== Your objective ==
Print all of the records. Exclude the images.

== Supplied information ==
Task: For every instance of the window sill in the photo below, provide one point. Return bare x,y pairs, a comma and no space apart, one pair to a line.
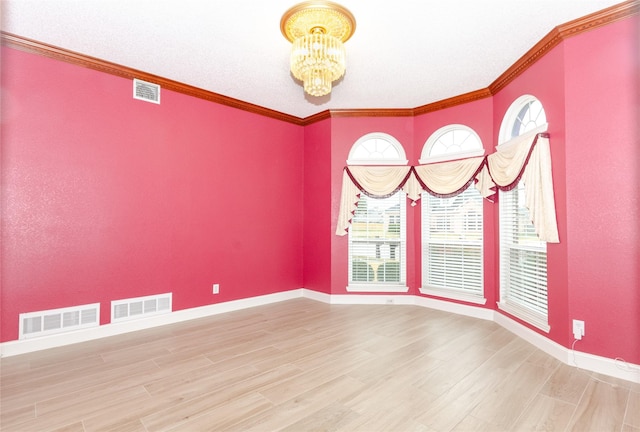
377,288
454,295
532,318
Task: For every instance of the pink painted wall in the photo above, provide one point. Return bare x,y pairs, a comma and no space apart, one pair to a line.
345,131
319,227
105,197
545,80
602,81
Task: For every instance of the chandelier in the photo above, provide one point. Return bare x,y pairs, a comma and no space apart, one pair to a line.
317,30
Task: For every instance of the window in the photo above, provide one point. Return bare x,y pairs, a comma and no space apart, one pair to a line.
523,256
377,236
452,228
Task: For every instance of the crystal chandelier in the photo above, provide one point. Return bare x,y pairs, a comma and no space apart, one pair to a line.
317,30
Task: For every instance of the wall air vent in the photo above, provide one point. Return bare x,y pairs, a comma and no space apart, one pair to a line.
43,323
140,307
146,91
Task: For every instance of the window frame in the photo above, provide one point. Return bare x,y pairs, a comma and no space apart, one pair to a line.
508,300
398,159
454,293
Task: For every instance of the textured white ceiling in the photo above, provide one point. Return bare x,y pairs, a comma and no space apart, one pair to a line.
404,53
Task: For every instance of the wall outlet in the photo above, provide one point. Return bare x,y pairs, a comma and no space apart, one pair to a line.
578,329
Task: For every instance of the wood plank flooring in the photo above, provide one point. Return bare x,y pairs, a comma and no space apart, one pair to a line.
302,365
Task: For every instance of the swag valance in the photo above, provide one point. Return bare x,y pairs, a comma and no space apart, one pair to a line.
526,158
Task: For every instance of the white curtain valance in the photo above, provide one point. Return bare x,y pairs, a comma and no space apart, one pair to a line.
526,158
375,181
447,179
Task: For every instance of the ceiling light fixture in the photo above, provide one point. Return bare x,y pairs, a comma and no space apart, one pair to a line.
317,30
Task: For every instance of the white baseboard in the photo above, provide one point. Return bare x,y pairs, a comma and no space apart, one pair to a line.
585,361
24,346
589,362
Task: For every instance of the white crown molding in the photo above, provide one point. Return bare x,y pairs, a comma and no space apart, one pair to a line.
585,361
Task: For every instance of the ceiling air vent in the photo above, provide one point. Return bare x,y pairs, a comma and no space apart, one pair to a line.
146,91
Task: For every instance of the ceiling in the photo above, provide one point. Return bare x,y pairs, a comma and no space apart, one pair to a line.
404,53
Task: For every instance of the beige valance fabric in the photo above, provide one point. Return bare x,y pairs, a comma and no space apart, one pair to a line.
376,181
526,158
446,179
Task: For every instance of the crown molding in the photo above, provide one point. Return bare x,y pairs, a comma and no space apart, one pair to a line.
561,33
551,40
61,54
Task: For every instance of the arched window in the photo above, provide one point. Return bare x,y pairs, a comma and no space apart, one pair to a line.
452,228
451,142
523,256
377,236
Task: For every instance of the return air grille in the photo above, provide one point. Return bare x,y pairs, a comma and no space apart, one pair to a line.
139,307
43,323
146,91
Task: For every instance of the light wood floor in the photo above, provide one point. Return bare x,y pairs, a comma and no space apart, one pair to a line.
302,365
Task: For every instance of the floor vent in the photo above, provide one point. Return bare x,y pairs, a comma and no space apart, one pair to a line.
52,321
140,307
146,91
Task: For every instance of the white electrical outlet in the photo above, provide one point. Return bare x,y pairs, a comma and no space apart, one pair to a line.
578,329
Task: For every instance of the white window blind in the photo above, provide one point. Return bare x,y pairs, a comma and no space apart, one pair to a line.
377,242
452,232
523,260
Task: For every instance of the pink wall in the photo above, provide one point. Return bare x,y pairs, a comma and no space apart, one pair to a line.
105,197
319,226
545,80
602,81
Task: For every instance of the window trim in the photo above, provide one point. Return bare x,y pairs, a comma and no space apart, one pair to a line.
402,160
434,137
527,315
365,287
449,293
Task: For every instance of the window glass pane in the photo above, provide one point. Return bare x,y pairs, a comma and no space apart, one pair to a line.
452,242
376,240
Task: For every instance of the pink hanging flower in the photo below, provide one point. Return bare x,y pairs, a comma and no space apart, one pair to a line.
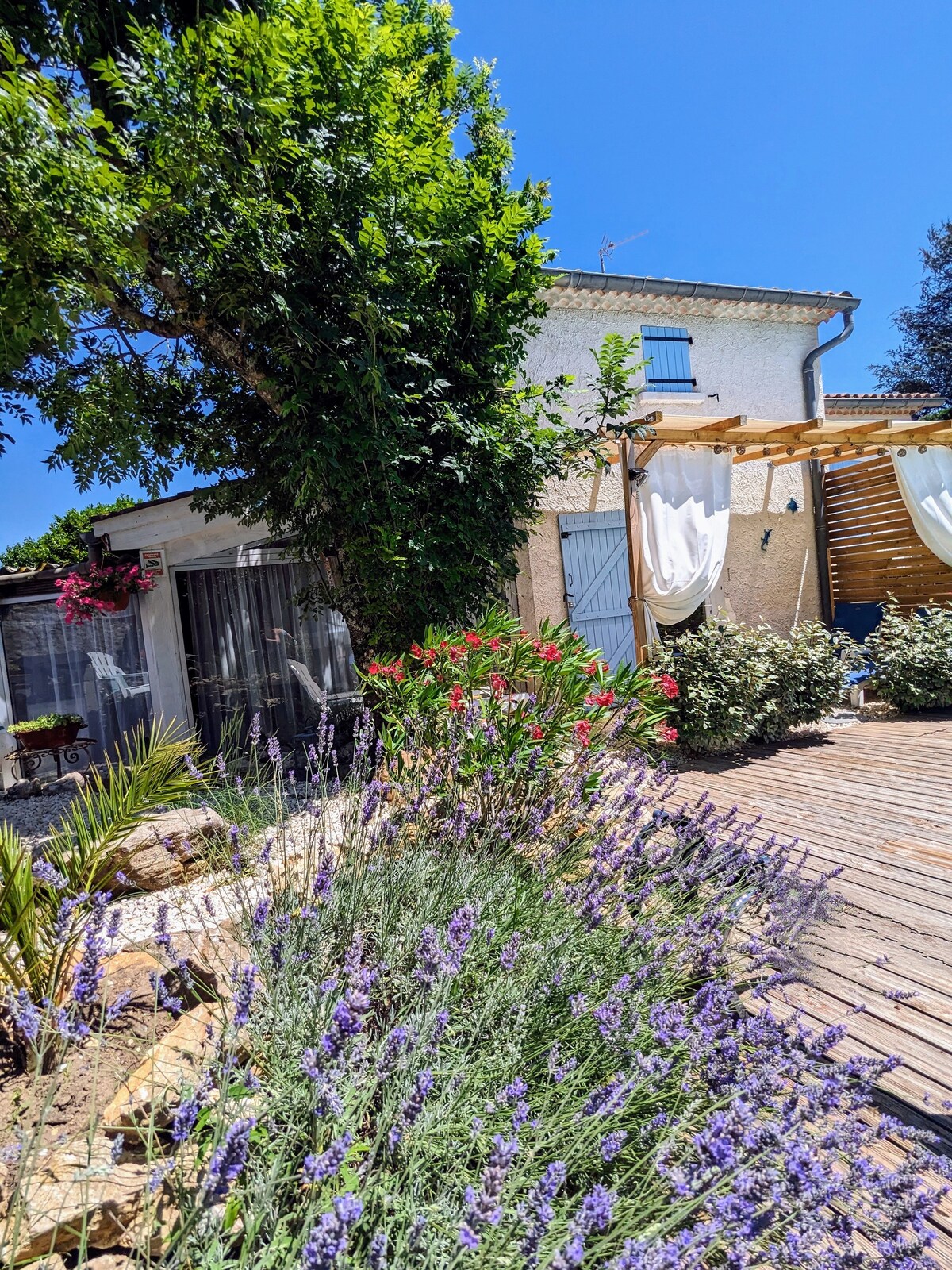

== Solution to this task ==
Task: For every instance of the window sill in the photo below, provide one point. Return bare x,y pairs, a comma and no space apart, one pair to a line.
377,288
454,295
532,318
Task: For every instance of the pink painted wall in the photo above, provide one point. Return bare x,y pairs, a comma and no space apart, one pair to a line.
345,131
319,227
105,197
545,80
602,81
Task: For every instance of the chandelier in the photo above, provide one point. Return bare x,y pairs, a comma and no space apart, one pair to a line.
317,30
Task: For every instance of the window in the photo above, provide one point. Return bare x,y pairs, a comma and no space apart, one pair to a line.
523,256
377,236
452,228
Task: For every instance of the crystal chandelier in the photo above, provide one point. Return bare x,y pairs, a comma and no space apart, one pair to a line.
317,30
Task: For every instance of the wall air vent in the photo above, provide one point. Return bare x,y pairs, a comma and no space apart, one pair to a line.
43,323
140,307
146,91
Task: For every instance of the window frame in the photo above, provide one point. Return bare x,y pairs, a comma and no space apart, one pair to a line.
508,300
398,159
454,293
Task: For every instance of the textured white ceiling in the photo above, provide one point. Return bare x,y pairs, a comma and no space apart, one pair to a line.
404,53
Task: For every instance of the wall outlet in the photo above, provide one point. Return bare x,y pairs, a comma and no space apart, one pair to a line.
578,329
Task: For every instance of the wood plank flooring in the photo above, provide one point. Return bare x,y pairs, a comma and no space apart, one pair to a line.
302,365
Task: For every instance of the swag valance in the photo above, provide one point. Return bare x,y pairs, a comma and no space apart, one pair to a line.
526,158
Task: For every instance of the white curtain valance in the photo above, provide one point. Return bare x,y pairs, a comma and no space apart, one pair to a line.
526,158
375,181
447,179
Task: For every instance of the ceiling light fixture in the photo above, provide one point. Return bare x,y pairs, a comma and no space apart, one pair to a line.
317,30
Task: For every instance of the white baseboard in the photo above, provide one point. Return bare x,y pairs, a comma and no space apart, one pair to a line.
585,361
24,346
589,362
Task: For every instance of the white crown molding in the photo above, provide one point. Return bare x,y pairs, a comma and no space apart, one pair to a line.
585,361
Task: For every instance of the ceiling air vent in the photo above, provide one point. Return bare x,y pairs, a comma and no space apart, one pair to a line.
146,91
Task: For every instance of the ceiling in the photo above, provide one point. Return bare x,y pairs, a comma and no space apart, one pair to a line.
404,53
Task: For every instance of the beige valance fabric in the photo above, provide one point. Return bare x,y pairs, a comma and no space apart, one pair to a line.
376,181
526,158
446,179
Task: For every instance of the crown molding in the photo above, provide one point. Return bare x,y pairs, a comma and no space apart, one pair to a line.
561,33
551,40
61,54
Task: For every instance of the arched window in the photo above, provide one point. Return bare x,y pairs, a comma and no space apart, one pair to a line.
452,228
451,142
523,256
377,236
Task: For every instance of the return air grille in the photo above, provide one point. Return bare x,y pairs, a comma and no space apart, one pair to a line.
139,307
43,323
146,91
Task: For every instance of the light wood floor in the photo above, provide one point. Return bare x,y pairs, a comma and no space apart, one pair to a line.
302,365
Task: For every instance of the floor vent in the photo above, provide one point. Return bare x,y pairs, a comma and no space apart, one pair to a line.
52,321
140,307
146,91
Task: For every instance of the white electrical outlet in the photo above, provide one point. Return bare x,y pairs, a comma and no space apart, one pair to a line.
578,329
Task: For every instance of the white window blind in the photo above, provide one point. Return bare x,y pairs, a comma and no space apart, one pair to a line.
377,242
452,232
523,260
Task: For every instance of the pink wall in the photo above, provide one point. Return bare x,y pairs, a comma and no space apart, one pair to a line.
105,197
319,226
545,80
602,81
Task: For every instance of the window trim in the photo above, provide one point. Return bare x,y pairs, a comma and no space apart, one pair to a line.
402,160
434,137
527,315
365,287
449,293
Task: For every instance of the window glass pane in the photo above, provide one point. Return bare x,y pairs, a comma and no space apart, one pair to a line.
452,242
376,240
Task: For every instance of the pink hanging flower in the photo below, provide one point. Return bare x,y pairs, a comma and no space apart, one pair to a line.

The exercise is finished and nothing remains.